__Document excerpt__:

—————

Tags: Paper Research Stickperson

The low-rank hurdle model

I recently wrote a paper entitled The low-rank hurdle model. Now you may be wondering what’s a low-rank hurdle model? If you don’t want to read the entire paper, I’ll try to provide a simple explanantion below.

Often data scientists have the luxury of working with large and diverse data sets. The volume and variety of data ensures their jobs will continue to be new, exciting, and (hopefully) durable against automation for years to come. But sometimes this luxury is a curse. Sometimes the excitement for new, large, and diverse data fades as we struggle to match existing methodologies with the challenges at hand. Of course this is a call for innovation.

One of the classic approaches to handling large data sets is to reduce its size. In particular, a researcher may try to perform variable selection or feature extraction to reduce the overall number of variables. One of the more popular approaches is to use principal component analysis (PCA) which constructs a low-dimensional approximation of the original data set. This is sometimes referred to as a low-rank approximation. PCA’s popularity is aided by its mathematical conveniences and interpretability. Unfortunately, PCA requires data to be numerical; and additionally, PCA measures the quality of approximation using a metric known as mean squared error (MSE) which is not appropriate for all data types. Specifically, PCA will struggle representing variables which are categorical, skewed, counts, zero-inflated, imbalanced…

So what does this mean for data scientists? Remember all that data variety which makes the job so great? Well, it’s not friends with PCA.

—————

__Dataset excerpts__:
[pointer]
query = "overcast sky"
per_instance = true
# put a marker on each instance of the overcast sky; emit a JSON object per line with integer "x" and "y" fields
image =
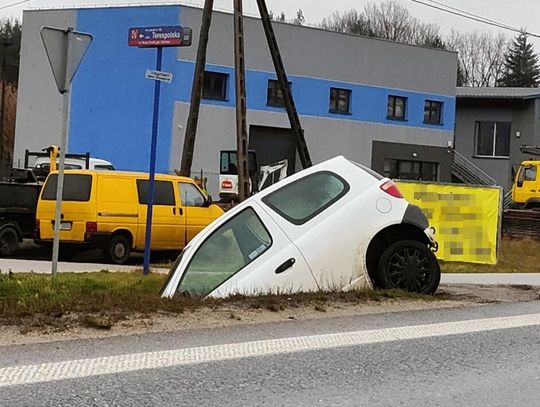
{"x": 518, "y": 13}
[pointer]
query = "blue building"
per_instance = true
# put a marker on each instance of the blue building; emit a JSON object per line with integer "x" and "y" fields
{"x": 387, "y": 105}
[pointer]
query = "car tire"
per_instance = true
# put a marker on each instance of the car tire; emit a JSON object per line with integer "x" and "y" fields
{"x": 411, "y": 266}
{"x": 9, "y": 241}
{"x": 118, "y": 249}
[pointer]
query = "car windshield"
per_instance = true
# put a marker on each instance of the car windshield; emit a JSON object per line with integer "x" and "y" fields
{"x": 233, "y": 246}
{"x": 302, "y": 200}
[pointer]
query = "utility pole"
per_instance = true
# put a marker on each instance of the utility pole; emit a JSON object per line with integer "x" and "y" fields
{"x": 196, "y": 91}
{"x": 294, "y": 119}
{"x": 241, "y": 127}
{"x": 3, "y": 142}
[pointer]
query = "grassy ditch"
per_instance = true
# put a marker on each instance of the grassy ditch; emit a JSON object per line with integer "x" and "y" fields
{"x": 515, "y": 256}
{"x": 99, "y": 300}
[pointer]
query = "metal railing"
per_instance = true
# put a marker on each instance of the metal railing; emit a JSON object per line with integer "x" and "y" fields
{"x": 469, "y": 172}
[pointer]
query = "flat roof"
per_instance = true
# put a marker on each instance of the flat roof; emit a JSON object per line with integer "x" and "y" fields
{"x": 224, "y": 11}
{"x": 497, "y": 93}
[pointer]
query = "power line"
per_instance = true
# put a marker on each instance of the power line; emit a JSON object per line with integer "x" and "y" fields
{"x": 465, "y": 14}
{"x": 13, "y": 4}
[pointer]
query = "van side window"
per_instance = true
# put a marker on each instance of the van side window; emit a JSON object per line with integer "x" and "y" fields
{"x": 164, "y": 192}
{"x": 190, "y": 195}
{"x": 77, "y": 188}
{"x": 530, "y": 173}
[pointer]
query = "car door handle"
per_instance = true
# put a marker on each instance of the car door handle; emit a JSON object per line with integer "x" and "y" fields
{"x": 285, "y": 266}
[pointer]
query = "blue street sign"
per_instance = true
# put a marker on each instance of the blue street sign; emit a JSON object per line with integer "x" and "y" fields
{"x": 167, "y": 36}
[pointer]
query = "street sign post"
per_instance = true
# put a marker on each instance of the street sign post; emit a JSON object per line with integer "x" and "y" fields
{"x": 156, "y": 37}
{"x": 65, "y": 50}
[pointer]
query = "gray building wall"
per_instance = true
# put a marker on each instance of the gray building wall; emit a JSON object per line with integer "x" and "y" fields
{"x": 39, "y": 107}
{"x": 524, "y": 116}
{"x": 413, "y": 152}
{"x": 307, "y": 52}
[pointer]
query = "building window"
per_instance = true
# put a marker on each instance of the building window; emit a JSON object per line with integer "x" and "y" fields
{"x": 493, "y": 139}
{"x": 340, "y": 100}
{"x": 275, "y": 96}
{"x": 396, "y": 107}
{"x": 411, "y": 170}
{"x": 215, "y": 85}
{"x": 432, "y": 112}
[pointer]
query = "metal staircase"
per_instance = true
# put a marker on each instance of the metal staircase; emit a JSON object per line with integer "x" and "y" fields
{"x": 467, "y": 172}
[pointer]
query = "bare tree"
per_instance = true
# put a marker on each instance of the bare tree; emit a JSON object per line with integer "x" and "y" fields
{"x": 481, "y": 57}
{"x": 388, "y": 20}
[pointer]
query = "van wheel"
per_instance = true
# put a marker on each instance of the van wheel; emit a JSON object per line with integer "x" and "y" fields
{"x": 411, "y": 266}
{"x": 9, "y": 241}
{"x": 118, "y": 250}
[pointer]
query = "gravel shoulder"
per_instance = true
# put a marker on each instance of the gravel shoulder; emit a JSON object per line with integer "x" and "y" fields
{"x": 68, "y": 327}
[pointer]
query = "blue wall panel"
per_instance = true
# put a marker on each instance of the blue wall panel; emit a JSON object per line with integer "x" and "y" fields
{"x": 368, "y": 103}
{"x": 111, "y": 105}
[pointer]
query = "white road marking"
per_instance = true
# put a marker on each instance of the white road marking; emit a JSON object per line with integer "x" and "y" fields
{"x": 74, "y": 369}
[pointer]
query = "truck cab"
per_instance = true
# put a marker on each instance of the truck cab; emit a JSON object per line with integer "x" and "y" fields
{"x": 526, "y": 186}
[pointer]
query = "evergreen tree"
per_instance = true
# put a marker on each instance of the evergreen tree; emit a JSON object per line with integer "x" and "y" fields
{"x": 300, "y": 19}
{"x": 521, "y": 64}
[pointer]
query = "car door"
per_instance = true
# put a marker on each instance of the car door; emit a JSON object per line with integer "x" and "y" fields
{"x": 165, "y": 231}
{"x": 247, "y": 253}
{"x": 194, "y": 214}
{"x": 526, "y": 186}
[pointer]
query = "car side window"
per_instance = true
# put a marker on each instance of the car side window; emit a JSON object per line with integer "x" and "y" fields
{"x": 302, "y": 200}
{"x": 234, "y": 245}
{"x": 190, "y": 195}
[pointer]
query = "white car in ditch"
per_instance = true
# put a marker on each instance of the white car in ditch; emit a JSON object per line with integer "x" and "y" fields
{"x": 336, "y": 225}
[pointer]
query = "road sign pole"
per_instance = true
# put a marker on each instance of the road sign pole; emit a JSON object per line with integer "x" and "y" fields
{"x": 61, "y": 167}
{"x": 153, "y": 152}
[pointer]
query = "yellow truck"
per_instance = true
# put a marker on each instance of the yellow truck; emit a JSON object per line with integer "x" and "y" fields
{"x": 107, "y": 210}
{"x": 526, "y": 186}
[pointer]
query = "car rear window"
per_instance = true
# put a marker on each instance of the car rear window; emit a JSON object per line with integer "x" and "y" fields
{"x": 163, "y": 192}
{"x": 303, "y": 199}
{"x": 77, "y": 188}
{"x": 368, "y": 170}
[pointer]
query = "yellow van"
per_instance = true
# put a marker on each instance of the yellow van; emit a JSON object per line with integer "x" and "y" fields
{"x": 107, "y": 210}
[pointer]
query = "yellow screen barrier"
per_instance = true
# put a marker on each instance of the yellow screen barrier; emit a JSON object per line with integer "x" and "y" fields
{"x": 466, "y": 218}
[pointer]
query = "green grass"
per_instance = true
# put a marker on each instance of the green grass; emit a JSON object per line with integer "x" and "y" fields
{"x": 515, "y": 256}
{"x": 101, "y": 299}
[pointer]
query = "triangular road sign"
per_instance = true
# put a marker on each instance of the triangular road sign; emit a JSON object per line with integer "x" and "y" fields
{"x": 65, "y": 49}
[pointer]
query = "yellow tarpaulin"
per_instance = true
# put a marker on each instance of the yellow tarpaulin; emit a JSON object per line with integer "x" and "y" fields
{"x": 466, "y": 218}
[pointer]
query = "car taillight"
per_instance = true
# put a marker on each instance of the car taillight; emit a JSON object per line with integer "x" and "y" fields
{"x": 91, "y": 227}
{"x": 390, "y": 188}
{"x": 226, "y": 184}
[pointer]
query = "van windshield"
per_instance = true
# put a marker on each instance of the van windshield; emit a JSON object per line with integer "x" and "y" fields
{"x": 77, "y": 188}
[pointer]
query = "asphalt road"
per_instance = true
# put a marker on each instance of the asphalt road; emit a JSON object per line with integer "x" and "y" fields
{"x": 480, "y": 356}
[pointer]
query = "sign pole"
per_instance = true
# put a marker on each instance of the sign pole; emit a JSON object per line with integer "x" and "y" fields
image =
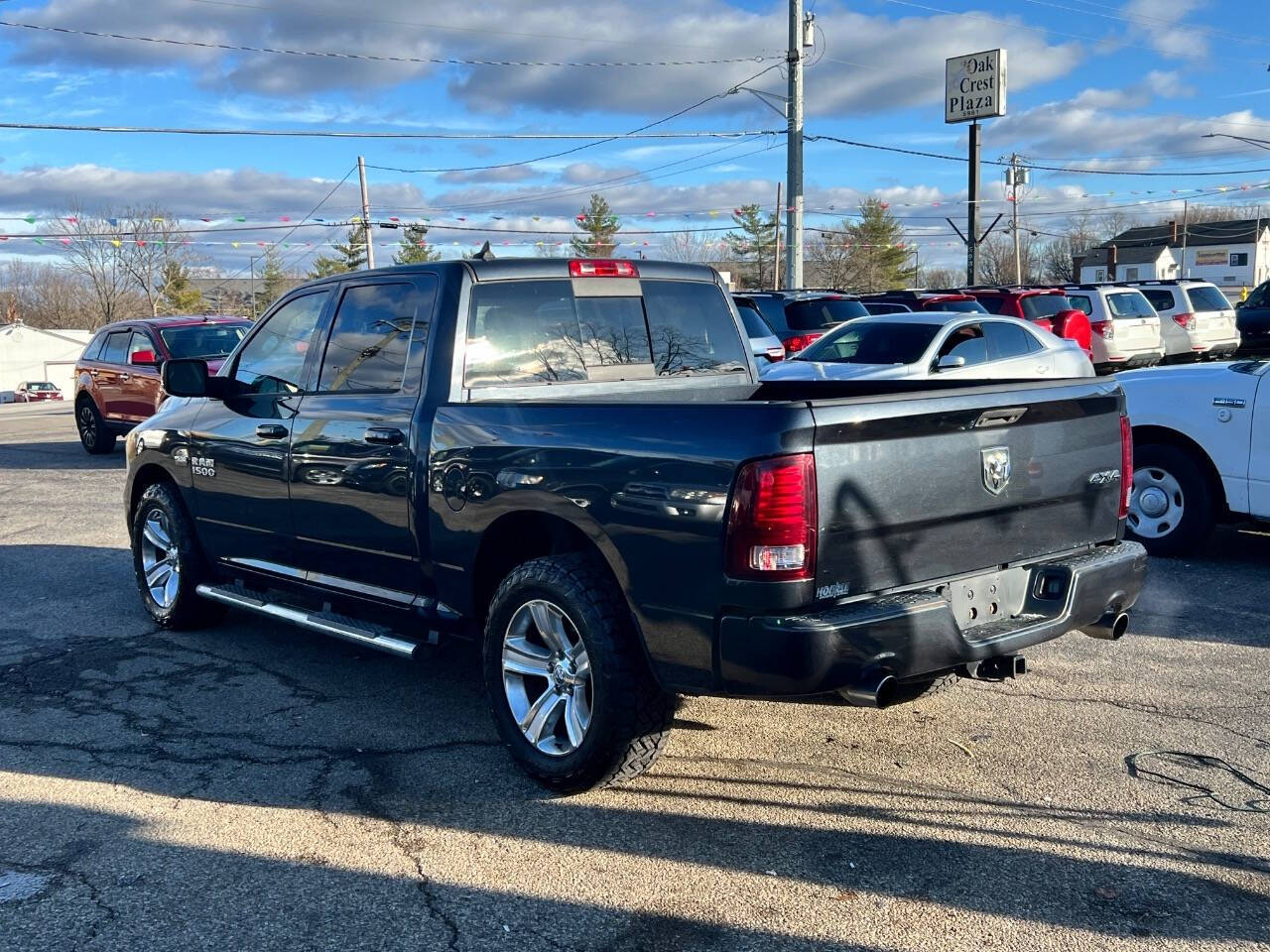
{"x": 971, "y": 212}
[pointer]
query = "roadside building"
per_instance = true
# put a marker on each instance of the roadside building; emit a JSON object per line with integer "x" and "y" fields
{"x": 1230, "y": 254}
{"x": 36, "y": 354}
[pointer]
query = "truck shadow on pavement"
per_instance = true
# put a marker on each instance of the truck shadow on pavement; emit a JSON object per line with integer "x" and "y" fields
{"x": 249, "y": 716}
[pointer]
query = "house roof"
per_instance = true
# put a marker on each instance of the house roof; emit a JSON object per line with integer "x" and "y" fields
{"x": 1210, "y": 232}
{"x": 1097, "y": 257}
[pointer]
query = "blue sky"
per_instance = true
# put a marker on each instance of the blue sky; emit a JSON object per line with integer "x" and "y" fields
{"x": 1109, "y": 85}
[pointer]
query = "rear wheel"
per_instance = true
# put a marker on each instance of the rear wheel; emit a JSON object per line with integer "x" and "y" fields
{"x": 168, "y": 562}
{"x": 94, "y": 435}
{"x": 1171, "y": 511}
{"x": 570, "y": 687}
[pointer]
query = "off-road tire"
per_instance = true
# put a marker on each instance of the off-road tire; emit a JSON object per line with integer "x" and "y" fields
{"x": 94, "y": 435}
{"x": 189, "y": 610}
{"x": 1199, "y": 509}
{"x": 630, "y": 714}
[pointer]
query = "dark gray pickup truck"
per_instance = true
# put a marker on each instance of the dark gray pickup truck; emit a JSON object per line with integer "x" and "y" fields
{"x": 575, "y": 462}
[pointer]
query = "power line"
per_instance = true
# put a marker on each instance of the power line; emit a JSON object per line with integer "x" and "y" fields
{"x": 368, "y": 58}
{"x": 587, "y": 145}
{"x": 1176, "y": 175}
{"x": 330, "y": 134}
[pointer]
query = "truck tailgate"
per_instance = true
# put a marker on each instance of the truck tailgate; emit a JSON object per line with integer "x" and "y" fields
{"x": 921, "y": 486}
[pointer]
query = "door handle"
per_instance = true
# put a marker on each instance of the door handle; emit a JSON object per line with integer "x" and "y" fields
{"x": 384, "y": 435}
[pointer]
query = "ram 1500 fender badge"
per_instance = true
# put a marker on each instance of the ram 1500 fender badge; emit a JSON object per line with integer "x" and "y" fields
{"x": 835, "y": 590}
{"x": 996, "y": 468}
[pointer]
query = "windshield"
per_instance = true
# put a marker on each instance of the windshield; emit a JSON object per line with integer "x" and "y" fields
{"x": 873, "y": 343}
{"x": 754, "y": 324}
{"x": 1206, "y": 298}
{"x": 820, "y": 312}
{"x": 202, "y": 339}
{"x": 1129, "y": 303}
{"x": 1044, "y": 306}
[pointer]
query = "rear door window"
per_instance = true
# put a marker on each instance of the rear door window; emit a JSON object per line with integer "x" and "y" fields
{"x": 116, "y": 349}
{"x": 1129, "y": 303}
{"x": 1206, "y": 298}
{"x": 1160, "y": 298}
{"x": 1007, "y": 340}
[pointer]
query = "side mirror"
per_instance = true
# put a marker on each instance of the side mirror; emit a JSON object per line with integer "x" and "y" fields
{"x": 186, "y": 377}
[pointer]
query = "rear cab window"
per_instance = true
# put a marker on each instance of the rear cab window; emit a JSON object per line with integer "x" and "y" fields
{"x": 589, "y": 329}
{"x": 1206, "y": 298}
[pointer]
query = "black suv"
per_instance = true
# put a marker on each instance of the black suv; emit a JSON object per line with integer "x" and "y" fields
{"x": 798, "y": 317}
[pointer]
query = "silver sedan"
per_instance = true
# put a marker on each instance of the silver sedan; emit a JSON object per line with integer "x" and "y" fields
{"x": 943, "y": 344}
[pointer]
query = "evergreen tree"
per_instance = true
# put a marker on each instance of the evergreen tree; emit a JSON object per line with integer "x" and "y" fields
{"x": 414, "y": 246}
{"x": 273, "y": 281}
{"x": 599, "y": 230}
{"x": 753, "y": 246}
{"x": 178, "y": 296}
{"x": 349, "y": 257}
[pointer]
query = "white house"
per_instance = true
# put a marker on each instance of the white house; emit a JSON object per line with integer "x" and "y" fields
{"x": 1230, "y": 254}
{"x": 33, "y": 354}
{"x": 1144, "y": 263}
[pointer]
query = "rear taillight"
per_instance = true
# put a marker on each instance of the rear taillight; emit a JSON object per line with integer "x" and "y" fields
{"x": 799, "y": 341}
{"x": 602, "y": 268}
{"x": 1125, "y": 466}
{"x": 771, "y": 524}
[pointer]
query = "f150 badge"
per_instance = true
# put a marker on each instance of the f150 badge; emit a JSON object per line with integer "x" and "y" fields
{"x": 996, "y": 468}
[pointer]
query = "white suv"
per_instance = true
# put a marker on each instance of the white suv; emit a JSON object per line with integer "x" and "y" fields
{"x": 1196, "y": 318}
{"x": 1125, "y": 326}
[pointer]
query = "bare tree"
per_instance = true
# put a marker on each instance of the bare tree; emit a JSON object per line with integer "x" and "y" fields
{"x": 689, "y": 246}
{"x": 93, "y": 246}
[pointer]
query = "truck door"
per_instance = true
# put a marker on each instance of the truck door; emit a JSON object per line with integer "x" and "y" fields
{"x": 354, "y": 456}
{"x": 239, "y": 444}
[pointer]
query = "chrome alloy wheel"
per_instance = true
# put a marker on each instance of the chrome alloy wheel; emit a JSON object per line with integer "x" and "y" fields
{"x": 160, "y": 561}
{"x": 547, "y": 678}
{"x": 1157, "y": 504}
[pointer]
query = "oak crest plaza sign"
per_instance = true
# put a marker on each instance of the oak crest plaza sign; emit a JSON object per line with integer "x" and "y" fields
{"x": 974, "y": 86}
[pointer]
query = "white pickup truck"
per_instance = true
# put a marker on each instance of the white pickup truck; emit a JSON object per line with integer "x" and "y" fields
{"x": 1202, "y": 451}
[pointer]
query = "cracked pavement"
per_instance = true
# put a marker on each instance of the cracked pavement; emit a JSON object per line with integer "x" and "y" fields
{"x": 257, "y": 787}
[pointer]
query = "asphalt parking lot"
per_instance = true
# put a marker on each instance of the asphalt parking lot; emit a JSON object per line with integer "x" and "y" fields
{"x": 254, "y": 787}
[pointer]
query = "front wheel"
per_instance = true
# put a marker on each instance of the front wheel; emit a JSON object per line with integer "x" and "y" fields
{"x": 168, "y": 561}
{"x": 1171, "y": 511}
{"x": 568, "y": 683}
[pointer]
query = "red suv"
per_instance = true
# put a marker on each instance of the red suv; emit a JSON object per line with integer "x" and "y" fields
{"x": 117, "y": 381}
{"x": 1046, "y": 307}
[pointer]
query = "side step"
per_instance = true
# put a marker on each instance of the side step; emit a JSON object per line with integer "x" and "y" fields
{"x": 325, "y": 622}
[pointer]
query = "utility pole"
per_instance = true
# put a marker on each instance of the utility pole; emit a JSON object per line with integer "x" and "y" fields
{"x": 1016, "y": 176}
{"x": 776, "y": 254}
{"x": 971, "y": 211}
{"x": 794, "y": 149}
{"x": 1185, "y": 213}
{"x": 366, "y": 213}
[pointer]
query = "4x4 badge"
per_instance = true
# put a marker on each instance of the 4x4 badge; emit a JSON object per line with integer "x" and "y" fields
{"x": 996, "y": 468}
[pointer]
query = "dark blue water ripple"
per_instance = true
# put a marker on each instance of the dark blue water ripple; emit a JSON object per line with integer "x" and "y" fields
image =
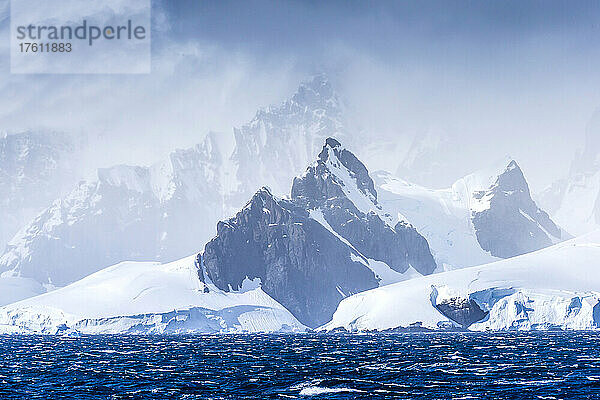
{"x": 406, "y": 366}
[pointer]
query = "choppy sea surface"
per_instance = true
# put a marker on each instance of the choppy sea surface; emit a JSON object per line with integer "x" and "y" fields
{"x": 370, "y": 366}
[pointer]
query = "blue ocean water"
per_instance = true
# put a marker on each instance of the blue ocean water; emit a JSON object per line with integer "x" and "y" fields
{"x": 370, "y": 366}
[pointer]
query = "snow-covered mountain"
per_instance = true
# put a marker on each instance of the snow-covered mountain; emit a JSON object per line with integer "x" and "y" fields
{"x": 281, "y": 141}
{"x": 557, "y": 287}
{"x": 574, "y": 201}
{"x": 130, "y": 213}
{"x": 331, "y": 239}
{"x": 164, "y": 212}
{"x": 35, "y": 169}
{"x": 147, "y": 297}
{"x": 484, "y": 216}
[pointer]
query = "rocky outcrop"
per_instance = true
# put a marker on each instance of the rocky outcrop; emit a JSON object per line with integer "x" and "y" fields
{"x": 507, "y": 221}
{"x": 309, "y": 265}
{"x": 299, "y": 262}
{"x": 330, "y": 184}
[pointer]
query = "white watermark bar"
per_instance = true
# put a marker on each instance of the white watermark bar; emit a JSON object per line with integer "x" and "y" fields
{"x": 80, "y": 36}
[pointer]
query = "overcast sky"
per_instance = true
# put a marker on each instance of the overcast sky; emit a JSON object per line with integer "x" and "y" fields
{"x": 510, "y": 77}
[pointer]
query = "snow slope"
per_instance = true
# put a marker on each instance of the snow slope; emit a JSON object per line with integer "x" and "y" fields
{"x": 148, "y": 297}
{"x": 556, "y": 287}
{"x": 441, "y": 216}
{"x": 168, "y": 210}
{"x": 484, "y": 216}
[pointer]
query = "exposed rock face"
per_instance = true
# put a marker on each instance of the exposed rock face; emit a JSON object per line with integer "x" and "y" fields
{"x": 306, "y": 265}
{"x": 507, "y": 221}
{"x": 330, "y": 184}
{"x": 165, "y": 211}
{"x": 462, "y": 311}
{"x": 300, "y": 263}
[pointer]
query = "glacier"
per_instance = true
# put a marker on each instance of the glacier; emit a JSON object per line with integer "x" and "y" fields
{"x": 148, "y": 298}
{"x": 484, "y": 216}
{"x": 553, "y": 288}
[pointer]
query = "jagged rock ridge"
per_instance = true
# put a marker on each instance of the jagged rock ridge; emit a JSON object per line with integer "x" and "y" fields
{"x": 303, "y": 264}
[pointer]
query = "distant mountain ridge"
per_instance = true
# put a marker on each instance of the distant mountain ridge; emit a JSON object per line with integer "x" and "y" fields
{"x": 163, "y": 212}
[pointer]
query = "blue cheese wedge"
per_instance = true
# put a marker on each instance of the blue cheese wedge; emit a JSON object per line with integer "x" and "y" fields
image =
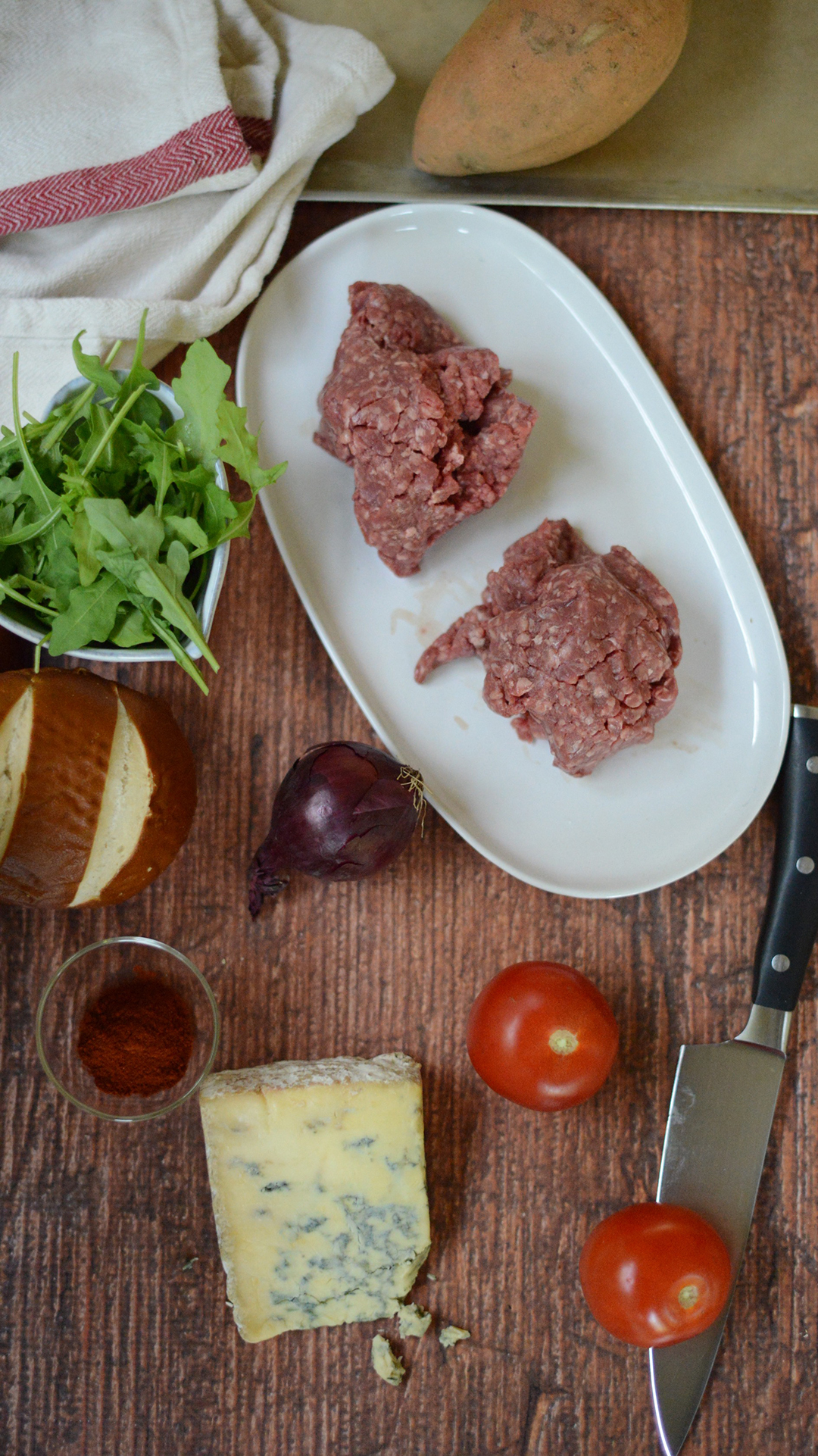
{"x": 319, "y": 1190}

—————

__Problems to solve__:
A) List every type of variable that the post on the low-rank hurdle model says PCA will struggle to represent.
B) Quote the part of the post on the low-rank hurdle model that opens with the words containing "Often data scientists" and closes with "call for innovation.".

__Solutions for each task__:
A) categorical, skewed, counts, zero-inflated, imbalanced

B)
Often data scientists have the luxury of working with large and diverse data sets. The volume and variety of data ensures their jobs will continue to be new, exciting, and (hopefully) durable against automation for years to come. But sometimes this luxury is a curse. Sometimes the excitement for new, large, and diverse data fades as we struggle to match existing methodologies with the challenges at hand. Of course this is a call for innovation.